Studietekst:
‘Luister naar jezelf’
Vicky gedroeg zich door haar ervaringen vaak vreemd. Omdat ze er bij wilde horen, paste ze zich aan. Dat bracht haar in onveilige situaties. Door het opschrijven van haar verhaal, hervond ze zichzelf.
Ik kom uit een groot gezin waarbij mijn tweelingbroer veel zorg behoefde van mijn moeder. Mijn vader werkte veel en was er weinig. De aandacht die ik thuis tekort kwam, zocht ik buitenshuis. Dat maakte me vatbaarder voor misbruik. Ik heb een traumatische jeugd gehad, waarin ik, toen ik drie jaar was, seksueel werd misbruikt door de buurman. Eenmaal weer thuis durfde ik niks te zeggen. Ik had al te vaak gehoord dat ik zat te zaniken.
Op mijn vijfde, nadat we verhuisd waren naar een andere stad, werd ik weer misbruikt door iemand uit de buurt. Vanaf toen tot mijn twaalfde vond dat wekelijks plaats. Daar leerde ik me op te splitsen van mezelf, zodat ik niks meer hoefde te voelen. Ik kwam ook in allerlei andere situaties terecht waar ik werd misbruikt, soms samen met andere kinderen. Op mijn twaalfde deed ik mijn eerste suïcidepoging.
Wat me uiteindelijk op de been hield was de vriendschap met een vriendin die opgroeide in een liefdevol gezin. En de kinderen van mijn moeder: in die tijd scheidden mijn ouders en mijn moeder hertrouwde. Ze kregen kinderen, voor wie ik vaak moest zorgen.
Vlucht
Als jonge vrouw kwam ik via via in aanraking met een sektarische geloofsgemeenschap die zich de ‘Angels for Jesus’ noemde en op motoren door Amerika trok. Ik sloot me bij hen aanen reisde een aantal jaren met hen mee door Amerika en Canada. De mooiste meisjes woonden bij een voorganger. Ik werd ook bij een voorganger ingedeeld. Overal waar we kwamen zetten we een kamp op, maakten muziek en hadden veel bekijks. Mensen wilden hier graag bij horen, weggelopen jongeren sloten zich erbij aan. Het gaf me het gevoel belangrijk te zijn.

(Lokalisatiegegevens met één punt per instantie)
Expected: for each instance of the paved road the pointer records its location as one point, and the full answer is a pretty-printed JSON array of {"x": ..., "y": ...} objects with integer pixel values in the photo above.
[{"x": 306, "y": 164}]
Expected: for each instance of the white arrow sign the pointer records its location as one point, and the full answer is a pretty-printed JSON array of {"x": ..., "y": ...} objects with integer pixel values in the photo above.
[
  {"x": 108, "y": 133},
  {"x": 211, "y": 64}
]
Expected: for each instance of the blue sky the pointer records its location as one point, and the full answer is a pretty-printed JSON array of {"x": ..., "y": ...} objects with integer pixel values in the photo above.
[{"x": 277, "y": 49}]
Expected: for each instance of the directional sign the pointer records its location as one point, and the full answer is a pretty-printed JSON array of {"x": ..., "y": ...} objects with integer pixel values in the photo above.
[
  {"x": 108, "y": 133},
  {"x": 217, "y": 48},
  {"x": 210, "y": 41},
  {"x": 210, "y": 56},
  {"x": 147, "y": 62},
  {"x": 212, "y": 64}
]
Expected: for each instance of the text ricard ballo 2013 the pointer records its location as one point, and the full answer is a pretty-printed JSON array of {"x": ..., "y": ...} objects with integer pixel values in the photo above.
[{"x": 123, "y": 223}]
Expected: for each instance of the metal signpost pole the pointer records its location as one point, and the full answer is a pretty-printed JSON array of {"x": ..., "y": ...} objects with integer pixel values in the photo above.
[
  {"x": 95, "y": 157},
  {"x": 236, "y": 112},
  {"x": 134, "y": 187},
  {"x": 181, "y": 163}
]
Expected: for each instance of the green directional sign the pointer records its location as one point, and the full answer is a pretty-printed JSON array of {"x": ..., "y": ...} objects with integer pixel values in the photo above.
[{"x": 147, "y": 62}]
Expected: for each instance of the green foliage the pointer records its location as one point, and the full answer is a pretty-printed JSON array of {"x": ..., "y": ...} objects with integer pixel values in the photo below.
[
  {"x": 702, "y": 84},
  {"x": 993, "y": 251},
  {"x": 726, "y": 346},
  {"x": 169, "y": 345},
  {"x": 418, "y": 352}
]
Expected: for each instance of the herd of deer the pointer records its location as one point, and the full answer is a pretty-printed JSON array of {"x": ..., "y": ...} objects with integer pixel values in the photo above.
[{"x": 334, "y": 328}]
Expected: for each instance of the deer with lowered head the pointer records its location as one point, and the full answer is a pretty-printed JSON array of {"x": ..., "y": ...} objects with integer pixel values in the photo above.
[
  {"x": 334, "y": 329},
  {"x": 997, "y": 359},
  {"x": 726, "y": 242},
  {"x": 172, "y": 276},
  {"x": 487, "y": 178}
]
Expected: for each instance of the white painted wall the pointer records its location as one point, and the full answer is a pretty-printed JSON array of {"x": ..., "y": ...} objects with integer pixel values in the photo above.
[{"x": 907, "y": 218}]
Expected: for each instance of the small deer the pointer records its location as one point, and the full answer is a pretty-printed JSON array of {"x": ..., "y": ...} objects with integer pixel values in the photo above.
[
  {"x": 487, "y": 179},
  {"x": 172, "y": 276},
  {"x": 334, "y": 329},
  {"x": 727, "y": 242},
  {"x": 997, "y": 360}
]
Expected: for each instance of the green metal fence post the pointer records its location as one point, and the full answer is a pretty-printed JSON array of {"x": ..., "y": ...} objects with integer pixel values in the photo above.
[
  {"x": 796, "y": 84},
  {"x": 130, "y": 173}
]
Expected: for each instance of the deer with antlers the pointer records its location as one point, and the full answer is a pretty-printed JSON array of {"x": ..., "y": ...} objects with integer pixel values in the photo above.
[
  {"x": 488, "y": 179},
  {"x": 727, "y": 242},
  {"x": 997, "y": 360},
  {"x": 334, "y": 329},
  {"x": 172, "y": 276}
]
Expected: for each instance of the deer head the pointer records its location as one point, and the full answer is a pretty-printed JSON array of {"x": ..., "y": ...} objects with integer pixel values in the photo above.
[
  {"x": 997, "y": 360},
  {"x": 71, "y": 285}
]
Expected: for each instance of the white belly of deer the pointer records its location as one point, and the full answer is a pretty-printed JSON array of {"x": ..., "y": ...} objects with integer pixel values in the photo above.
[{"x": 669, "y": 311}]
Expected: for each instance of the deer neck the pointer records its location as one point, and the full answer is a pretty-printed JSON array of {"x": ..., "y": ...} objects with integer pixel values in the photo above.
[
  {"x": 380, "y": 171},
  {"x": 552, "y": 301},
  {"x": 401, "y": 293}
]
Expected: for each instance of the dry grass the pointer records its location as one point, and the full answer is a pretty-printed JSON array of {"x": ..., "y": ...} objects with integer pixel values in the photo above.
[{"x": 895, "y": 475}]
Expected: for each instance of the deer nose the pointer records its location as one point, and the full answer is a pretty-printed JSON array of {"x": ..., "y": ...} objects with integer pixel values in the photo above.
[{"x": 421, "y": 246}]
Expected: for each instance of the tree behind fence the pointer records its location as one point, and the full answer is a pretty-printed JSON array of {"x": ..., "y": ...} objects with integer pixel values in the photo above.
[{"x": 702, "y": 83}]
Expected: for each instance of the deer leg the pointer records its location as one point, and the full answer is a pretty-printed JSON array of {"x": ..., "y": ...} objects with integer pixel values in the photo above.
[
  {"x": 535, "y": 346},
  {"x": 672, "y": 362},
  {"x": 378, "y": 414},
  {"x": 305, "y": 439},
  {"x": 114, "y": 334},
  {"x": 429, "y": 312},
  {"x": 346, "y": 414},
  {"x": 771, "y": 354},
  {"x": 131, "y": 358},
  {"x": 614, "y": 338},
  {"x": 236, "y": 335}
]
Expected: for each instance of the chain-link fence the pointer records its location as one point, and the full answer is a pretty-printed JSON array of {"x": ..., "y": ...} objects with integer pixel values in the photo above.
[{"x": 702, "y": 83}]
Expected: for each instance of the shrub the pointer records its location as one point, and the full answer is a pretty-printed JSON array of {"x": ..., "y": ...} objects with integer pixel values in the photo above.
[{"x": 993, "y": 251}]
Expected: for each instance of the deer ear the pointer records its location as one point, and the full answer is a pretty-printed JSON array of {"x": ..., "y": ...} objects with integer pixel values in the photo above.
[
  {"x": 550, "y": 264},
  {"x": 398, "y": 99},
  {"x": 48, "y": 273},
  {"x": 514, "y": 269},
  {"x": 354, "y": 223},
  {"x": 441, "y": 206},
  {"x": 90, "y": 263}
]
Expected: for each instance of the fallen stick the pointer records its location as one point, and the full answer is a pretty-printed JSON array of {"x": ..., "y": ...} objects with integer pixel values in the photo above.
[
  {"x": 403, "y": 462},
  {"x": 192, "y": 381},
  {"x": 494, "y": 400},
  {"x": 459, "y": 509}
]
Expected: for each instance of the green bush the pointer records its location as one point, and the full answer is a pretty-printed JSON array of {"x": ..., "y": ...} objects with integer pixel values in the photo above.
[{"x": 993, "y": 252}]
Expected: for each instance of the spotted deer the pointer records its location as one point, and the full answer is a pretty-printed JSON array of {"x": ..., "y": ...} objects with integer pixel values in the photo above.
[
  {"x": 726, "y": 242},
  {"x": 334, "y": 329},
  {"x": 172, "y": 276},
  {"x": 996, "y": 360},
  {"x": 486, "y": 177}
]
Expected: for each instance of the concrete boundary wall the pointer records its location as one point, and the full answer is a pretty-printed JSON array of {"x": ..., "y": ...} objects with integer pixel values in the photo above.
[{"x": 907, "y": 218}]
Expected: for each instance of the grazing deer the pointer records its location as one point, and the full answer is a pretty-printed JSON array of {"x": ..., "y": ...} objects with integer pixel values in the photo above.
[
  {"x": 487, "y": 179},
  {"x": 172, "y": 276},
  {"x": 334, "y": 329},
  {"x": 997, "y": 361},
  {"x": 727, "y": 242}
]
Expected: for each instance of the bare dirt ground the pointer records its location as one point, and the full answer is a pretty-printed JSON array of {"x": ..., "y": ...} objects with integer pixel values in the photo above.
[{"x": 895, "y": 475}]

Opgave 1:
Welke naam gaf de sektarische geloofsgemeenschap in de studietekst zichzelf?
Opgave 2:
Geef het deel van de studietekst tussen "Wat me uiteindelijk" en "vaak moest zorgen.", beide inbegrepen, letterlijk terug.

Resultaat opdracht 1:
De ‘Angels for Jesus’.

Resultaat opdracht 2:
Wat me uiteindelijk op de been hield was de vriendschap met een vriendin die opgroeide in een liefdevol gezin. En de kinderen van mijn moeder: in die tijd scheidden mijn ouders en mijn moeder hertrouwde. Ze kregen kinderen, voor wie ik vaak moest zorgen.